Tip 13. Give Them the chance to opt out
You should always offer the opportunity for your email subscribers to opt out. Often marketers tuck this option away right at the bottom of the email. In my experience, it’s better to put this somewhere more noticeable. If you tuck it away (especially in the first email you send to them) they may well just reach for the ‘This Is Spam’ button, which can get you in trouble with ISPs.
Tip 14. Give Them Something Valuable
If you only follow one piece of advice in this article, make it this one!
When you buy in an email list, the recipient hasn’t given explicit permission to be emailed by you - they’ve given permission to be emailed by “selected third parties”. Emailing people is a tricky process at the best of times - recipients get a lot of email they don’t want. It’s even worse when you’re a “selected third party” & they have zero trust in you. Think of all the emails you receive & delete within 5 seconds of looking at them. If you can’t grab someone’s interest before they hit the delete/spam button, you won’t get great results.
- Make sure you get a good match between the offer & the list (eg. don’t buy a list of teens & try to sell them a house).
- Use a great subject line
- Be obvious. Don’t tuck your offer right at the bottom - make sure it’s visible in the preview pane.

_TO BE DONE_
Decide whether each statement below agrees with the email marketing tips above, answering yes or no and quoting the words of the tips that settle it. 1. The opt-out option is better placed somewhere more noticeable than the bottom of the email. 2. People on a bought email list have given explicit permission to be emailed by the sender. 3. The offer should be placed at the bottom of the email.

_LISTED ENTRIES_
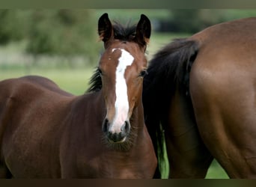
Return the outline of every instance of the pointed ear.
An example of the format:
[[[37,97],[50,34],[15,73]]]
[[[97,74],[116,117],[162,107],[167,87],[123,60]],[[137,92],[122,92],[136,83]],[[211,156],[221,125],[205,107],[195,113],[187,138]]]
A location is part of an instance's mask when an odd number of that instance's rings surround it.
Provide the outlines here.
[[[108,13],[103,13],[99,19],[98,22],[98,34],[100,39],[104,43],[109,40],[113,36],[113,28],[111,23]]]
[[[151,24],[149,19],[144,14],[141,15],[141,19],[137,24],[135,42],[143,47],[146,47],[149,43],[151,34]]]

_RESPONSE TO THIS EXERCISE_
1. Yes: "it’s better to put this somewhere more noticeable"
2. No: "the recipient hasn’t given explicit permission to be emailed by you"
3. No: "Don’t tuck your offer right at the bottom"